Excerpt from a dataset
========================================

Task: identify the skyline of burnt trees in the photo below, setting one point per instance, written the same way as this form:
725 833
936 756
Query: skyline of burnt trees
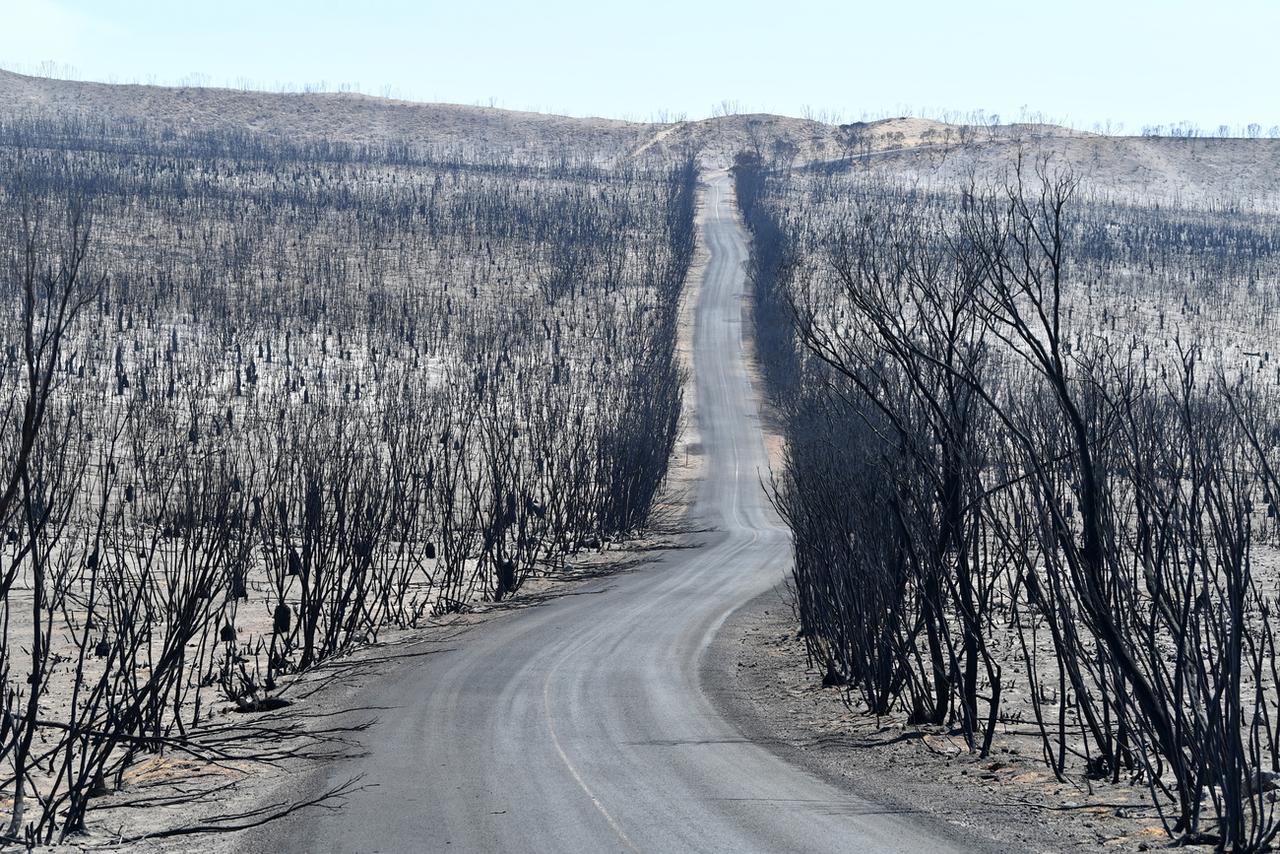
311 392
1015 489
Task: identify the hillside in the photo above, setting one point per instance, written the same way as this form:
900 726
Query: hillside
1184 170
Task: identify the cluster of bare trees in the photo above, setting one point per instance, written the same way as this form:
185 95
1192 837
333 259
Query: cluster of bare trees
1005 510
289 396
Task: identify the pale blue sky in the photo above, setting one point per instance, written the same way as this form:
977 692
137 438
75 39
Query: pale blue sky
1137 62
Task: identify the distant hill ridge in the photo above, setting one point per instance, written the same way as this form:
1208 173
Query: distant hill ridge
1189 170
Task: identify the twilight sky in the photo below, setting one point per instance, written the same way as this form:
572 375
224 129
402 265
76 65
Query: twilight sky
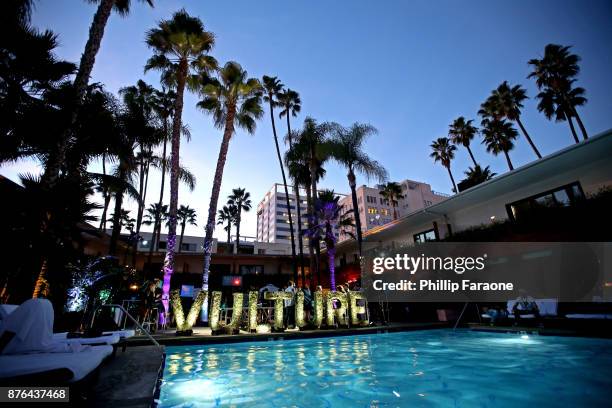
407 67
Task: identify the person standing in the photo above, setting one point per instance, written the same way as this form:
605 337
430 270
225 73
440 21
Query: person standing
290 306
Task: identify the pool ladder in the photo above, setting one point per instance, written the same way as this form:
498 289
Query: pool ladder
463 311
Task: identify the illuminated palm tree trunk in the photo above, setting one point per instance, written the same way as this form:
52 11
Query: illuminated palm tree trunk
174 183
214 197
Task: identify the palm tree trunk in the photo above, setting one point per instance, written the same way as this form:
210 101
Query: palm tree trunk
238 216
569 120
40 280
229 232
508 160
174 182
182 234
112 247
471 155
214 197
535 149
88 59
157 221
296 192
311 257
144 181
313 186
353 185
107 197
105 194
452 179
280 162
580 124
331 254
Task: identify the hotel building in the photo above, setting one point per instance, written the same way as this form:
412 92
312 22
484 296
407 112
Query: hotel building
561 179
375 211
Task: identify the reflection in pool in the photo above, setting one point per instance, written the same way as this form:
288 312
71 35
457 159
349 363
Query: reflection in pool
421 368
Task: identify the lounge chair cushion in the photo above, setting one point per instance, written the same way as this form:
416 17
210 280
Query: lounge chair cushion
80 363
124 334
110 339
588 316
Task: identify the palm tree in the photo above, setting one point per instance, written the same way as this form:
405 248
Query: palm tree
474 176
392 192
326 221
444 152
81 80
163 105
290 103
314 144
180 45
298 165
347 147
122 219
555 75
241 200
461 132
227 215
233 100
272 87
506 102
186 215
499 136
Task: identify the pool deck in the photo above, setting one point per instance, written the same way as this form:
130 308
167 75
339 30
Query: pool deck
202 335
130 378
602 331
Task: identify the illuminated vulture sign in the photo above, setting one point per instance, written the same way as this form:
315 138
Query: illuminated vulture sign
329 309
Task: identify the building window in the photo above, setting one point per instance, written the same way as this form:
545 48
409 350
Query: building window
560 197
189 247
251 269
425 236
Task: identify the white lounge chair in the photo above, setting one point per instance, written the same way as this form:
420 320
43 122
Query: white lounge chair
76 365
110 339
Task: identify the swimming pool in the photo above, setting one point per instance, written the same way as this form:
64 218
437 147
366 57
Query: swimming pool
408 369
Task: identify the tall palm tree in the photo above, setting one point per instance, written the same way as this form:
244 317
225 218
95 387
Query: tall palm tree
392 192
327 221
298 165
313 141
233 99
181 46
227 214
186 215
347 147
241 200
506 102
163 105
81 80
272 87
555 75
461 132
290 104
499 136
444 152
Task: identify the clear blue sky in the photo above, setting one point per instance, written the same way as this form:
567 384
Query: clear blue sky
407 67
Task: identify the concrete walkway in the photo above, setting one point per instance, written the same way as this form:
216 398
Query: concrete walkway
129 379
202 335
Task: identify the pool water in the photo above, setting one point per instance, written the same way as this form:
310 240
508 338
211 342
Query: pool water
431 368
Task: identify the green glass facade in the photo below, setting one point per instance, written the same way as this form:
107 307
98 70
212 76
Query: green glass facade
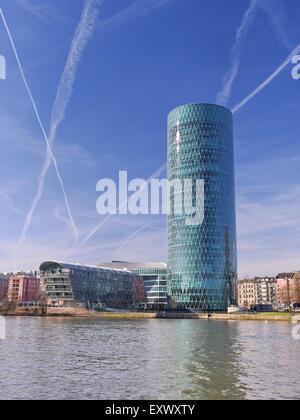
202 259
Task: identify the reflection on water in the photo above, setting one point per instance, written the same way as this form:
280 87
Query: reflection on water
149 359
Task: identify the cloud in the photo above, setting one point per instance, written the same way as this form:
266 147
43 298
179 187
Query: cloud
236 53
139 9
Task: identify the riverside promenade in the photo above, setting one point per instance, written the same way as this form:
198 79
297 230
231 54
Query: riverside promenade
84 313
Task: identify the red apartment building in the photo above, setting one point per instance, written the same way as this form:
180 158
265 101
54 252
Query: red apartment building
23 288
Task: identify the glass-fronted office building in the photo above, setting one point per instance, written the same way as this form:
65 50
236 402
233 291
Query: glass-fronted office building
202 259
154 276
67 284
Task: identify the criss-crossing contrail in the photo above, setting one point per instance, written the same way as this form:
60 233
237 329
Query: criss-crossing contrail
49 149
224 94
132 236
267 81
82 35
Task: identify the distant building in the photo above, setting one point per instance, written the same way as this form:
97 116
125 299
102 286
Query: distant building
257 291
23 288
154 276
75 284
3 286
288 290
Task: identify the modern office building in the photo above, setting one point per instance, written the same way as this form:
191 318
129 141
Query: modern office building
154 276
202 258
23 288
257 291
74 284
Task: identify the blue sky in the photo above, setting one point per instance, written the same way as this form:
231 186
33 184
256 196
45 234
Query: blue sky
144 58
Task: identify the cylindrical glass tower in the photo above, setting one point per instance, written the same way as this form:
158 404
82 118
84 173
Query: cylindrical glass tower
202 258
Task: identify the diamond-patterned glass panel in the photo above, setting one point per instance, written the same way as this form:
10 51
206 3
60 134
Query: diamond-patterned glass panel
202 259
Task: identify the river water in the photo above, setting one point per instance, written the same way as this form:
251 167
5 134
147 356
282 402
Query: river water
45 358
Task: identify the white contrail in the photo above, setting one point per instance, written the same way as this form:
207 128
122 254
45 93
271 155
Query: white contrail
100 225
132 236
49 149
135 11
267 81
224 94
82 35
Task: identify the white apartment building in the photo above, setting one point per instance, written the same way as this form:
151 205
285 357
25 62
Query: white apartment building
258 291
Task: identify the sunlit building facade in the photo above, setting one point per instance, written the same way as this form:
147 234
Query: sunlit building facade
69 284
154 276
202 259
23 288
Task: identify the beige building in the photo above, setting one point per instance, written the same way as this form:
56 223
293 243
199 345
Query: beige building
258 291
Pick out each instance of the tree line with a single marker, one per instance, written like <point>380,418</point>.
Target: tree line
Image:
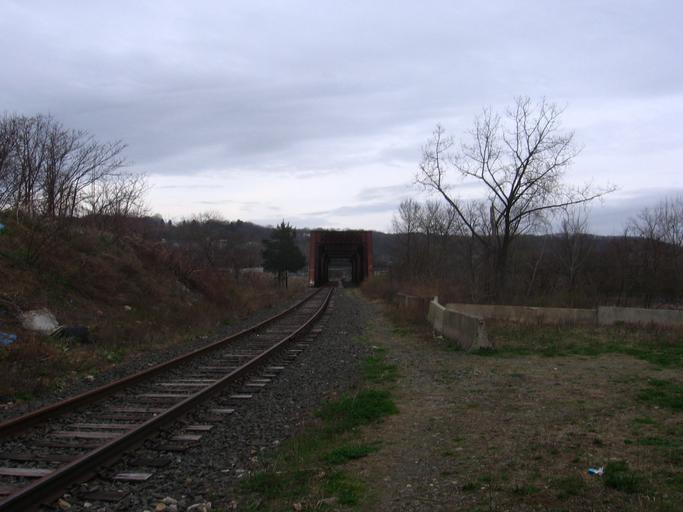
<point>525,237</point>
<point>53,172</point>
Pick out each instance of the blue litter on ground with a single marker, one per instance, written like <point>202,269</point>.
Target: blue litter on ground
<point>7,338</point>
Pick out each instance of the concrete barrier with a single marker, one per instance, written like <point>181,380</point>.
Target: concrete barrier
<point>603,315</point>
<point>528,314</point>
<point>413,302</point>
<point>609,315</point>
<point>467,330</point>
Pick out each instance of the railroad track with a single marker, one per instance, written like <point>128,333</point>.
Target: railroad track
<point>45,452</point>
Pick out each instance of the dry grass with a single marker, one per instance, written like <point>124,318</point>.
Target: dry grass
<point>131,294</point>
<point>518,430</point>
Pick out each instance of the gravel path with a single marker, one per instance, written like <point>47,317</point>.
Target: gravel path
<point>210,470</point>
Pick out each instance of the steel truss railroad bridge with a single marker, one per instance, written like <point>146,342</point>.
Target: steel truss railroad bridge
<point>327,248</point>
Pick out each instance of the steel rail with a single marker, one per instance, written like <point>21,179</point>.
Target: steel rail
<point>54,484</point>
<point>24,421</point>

========================================

Prompt
Reproduce all of the data above line for line without changing anything. Omit the pictures from your answer.

Exercise result
Task: identify the skyline of burnt trees in the photo below, setting one point per instance, written the same way as this form:
725 833
936 756
Query: skyline of burnt trees
311 392
1015 489
Task: identify the hillside in the photo above, setting one point per instance, written the same way as this form:
900 726
Query: hillside
1184 170
Task: identify the cluster of bare trees in the photo above, setting one point per instance, written the same way as this form:
185 95
1192 837
333 259
Query: cluster of bare trees
1005 510
289 396
Task: identify the pale blue sky in the photo above, setting one point per instance, written the same way as this form:
977 692
137 438
75 39
Query: pale blue sky
1137 62
Task: identify the distant hill ridge in the photo above, setting one point per instance, written the same way as this form:
1208 173
Query: distant hill ridge
1189 170
Task: identify the twilight sky in the photo below, setting one point per instance, written the same way as this form:
572 375
224 129
402 265
76 65
Query: twilight sky
407 67
Task: identify the person standing in the photo above, setting one point per instance, written the same way as this form:
605 337
430 270
225 73
440 21
Query: person standing
290 306
Task: identify the pool ladder in the photo above, setting one point per instance, written the same way as this form:
498 289
Query: pool ladder
463 311
Task: identify the illuminated palm tree trunk in the photo above, setting one point per instance, written the same way as this form:
52 11
Query: illuminated palm tree trunk
174 183
214 197
Task: identify the palm tree trunk in the photo above, setting one point per instance, written the same way as this form:
210 101
Query: palm tree trunk
238 216
569 120
40 280
229 232
508 160
174 182
182 234
112 247
471 155
214 197
535 149
88 59
157 221
296 192
311 257
144 181
313 186
353 185
107 197
105 194
452 179
280 162
580 124
331 254
Task: identify the hotel building in the photo above, setting one point per instance, written the same way as this form:
412 92
312 22
484 296
407 112
Query: hotel building
561 179
375 211
Task: identify the reflection in pool in the photo above, setting one point per instance, written the same way as this form:
288 312
71 35
457 159
349 363
Query: reflection in pool
421 368
Task: identify the lounge chair cushion in the photo above, setting one point per instance, written the same way as this form:
416 17
210 280
Query: lounge chair cushion
80 363
124 334
110 339
588 316
Task: identify the palm tree in the photo above, setting one point per instance, written the same way as this form:
405 248
Query: palm tree
474 176
392 192
326 221
444 152
81 80
163 105
290 103
314 144
180 45
298 165
347 147
122 219
555 75
241 200
461 132
227 215
233 100
272 87
506 102
186 215
499 136
Task: identify the pool deck in the photo above, setting one point per instance, written the same way as this form:
130 308
167 75
339 30
Query: pool deck
202 335
130 378
602 331
Task: identify the illuminated vulture sign in the photo above, setting one point per instance, written the same way as this form:
315 138
Query: illuminated vulture sign
329 309
Task: identify the building window in the photo above, setting one point per instance, written the same way as this form:
545 48
409 350
Query: building window
560 197
189 247
251 269
425 236
Task: identify the white lounge chair in the photo above, setting one point per instance, written the same way as this form:
420 320
43 122
Query: white lounge chair
76 365
110 339
Task: identify the swimming pool in the photo above, setting one point per instance, written the same way as this form:
64 218
437 147
366 57
Query: swimming pool
408 369
Task: identify the tall palm tree in the photo above, setting one point per instance, written the same way as this form:
244 317
225 218
95 387
Query: tall palm tree
392 192
327 221
298 165
313 141
233 99
181 46
227 214
186 215
347 147
241 200
506 102
163 105
81 80
272 87
555 75
461 132
290 104
499 136
444 152
Task: identify the clear blue sky in the photo above, setting one point per instance, written the same way as this form:
567 384
Query: clear blue sky
407 67
Task: identify the concrete walkway in the photo above, setting one point per instance, written the same way as this form:
216 398
Query: concrete walkway
129 379
202 335
Task: identify the pool water in the photo above, setting one point per instance, written the same way as this form:
310 240
508 338
211 342
Query: pool water
431 368
Task: identify the green glass facade in the photo below, setting one point per instance, written the same way as this form:
107 307
98 70
212 76
Query: green glass facade
202 259
Task: identify the reflection on water in the photo above, setting one point per instance, written the same way as this form:
280 87
Query: reflection on water
149 359
Task: identify the cloud in the photo above, setting one point per instance, written the same way as this form:
266 147
43 298
179 187
Query: cloud
236 53
139 9
Task: identify the riverside promenade in the photo above, setting one point per instance, written the same way as this form:
198 79
297 230
231 54
Query: riverside promenade
84 313
Task: identify the red apartment building in the photo above, setting one point per instance, written the same way as this form:
180 158
265 101
54 252
Query: red apartment building
23 288
Task: identify the glass-fronted office building in the photo above, setting one point per instance, written the same way as this form:
65 50
236 402
233 291
Query: glass-fronted office building
202 259
154 276
67 284
Task: identify the criss-crossing contrail in the photo above, setting one point per instance, written the same way as this form:
60 233
237 329
Query: criss-crossing contrail
49 149
224 94
132 236
267 81
82 35
Task: identify the distant building in the photo above, setting one point per instance, written the same way as this form:
97 116
125 299
102 286
Query: distant building
257 291
23 288
154 276
75 284
3 286
288 290
Task: identify the modern office building in the photo above, setting one point per instance, written the same way as this form:
191 318
129 141
Query: modern office building
154 276
202 258
23 288
257 291
74 284
Task: identify the blue sky in the photo above, setting one point per instance, written the same way as this form:
231 186
33 184
256 196
45 234
Query: blue sky
144 58
Task: identify the cylindrical glass tower in the photo above, setting one point per instance, written the same way as this form:
158 404
82 118
84 173
Query: cylindrical glass tower
202 258
Task: identify the diamond-patterned glass panel in the photo above, setting one point per instance, written the same way as this form:
10 51
206 3
60 134
Query: diamond-patterned glass panel
202 259
Task: identify the river water in the photo above, setting one point per instance, written the same way as this form:
251 167
5 134
147 356
282 402
Query: river water
45 358
Task: identify the white contrail in the photo above, setting one point per instance, written the same way as this form:
207 128
122 254
45 93
271 155
Query: white contrail
100 225
132 236
49 149
135 11
267 81
224 94
82 35
Task: identify the white apartment building in the photo above, setting one point per instance, written the same way as this form:
151 205
285 357
25 62
Query: white apartment building
258 291
Task: identify the sunlit building facade in the photo above, setting one point per instance, written the same way as this form:
147 234
Query: sunlit building facade
69 284
154 276
202 259
23 288
Task: identify the beige building in the photo above, setting one point per instance, written the same way as this form:
56 223
293 243
199 345
Query: beige building
258 291
Pick out each instance of the tree line with a single marker, one per instance, written like <point>380,418</point>.
Target: tree line
Image:
<point>525,237</point>
<point>53,172</point>
Pick out each instance of the blue litter on ground with a single marker, one per instance, written like <point>202,269</point>.
Target: blue litter on ground
<point>7,338</point>
Pick out each instance of the concrete barrier with a single marker, one per instance, written like <point>181,380</point>.
Target: concrete barrier
<point>603,315</point>
<point>528,314</point>
<point>413,302</point>
<point>609,315</point>
<point>467,330</point>
Pick out each instance of the railroad track with a single marker, one per instance, written like <point>128,333</point>.
Target: railroad track
<point>45,452</point>
Pick out each instance of the dry grass with a single marker, one per instance, written like <point>124,318</point>.
Target: dry grass
<point>131,294</point>
<point>518,430</point>
Pick out each instance of the gravel path with a single marker, one per instance, written like <point>47,317</point>.
Target: gravel path
<point>210,470</point>
Pick out each instance of the steel truss railroad bridge with a single marker, one per instance, written like <point>146,342</point>.
Target: steel truss railroad bridge
<point>327,248</point>
Pick out each instance of the steel rail with a single marker, one per instance, written like <point>21,179</point>.
Target: steel rail
<point>54,484</point>
<point>24,421</point>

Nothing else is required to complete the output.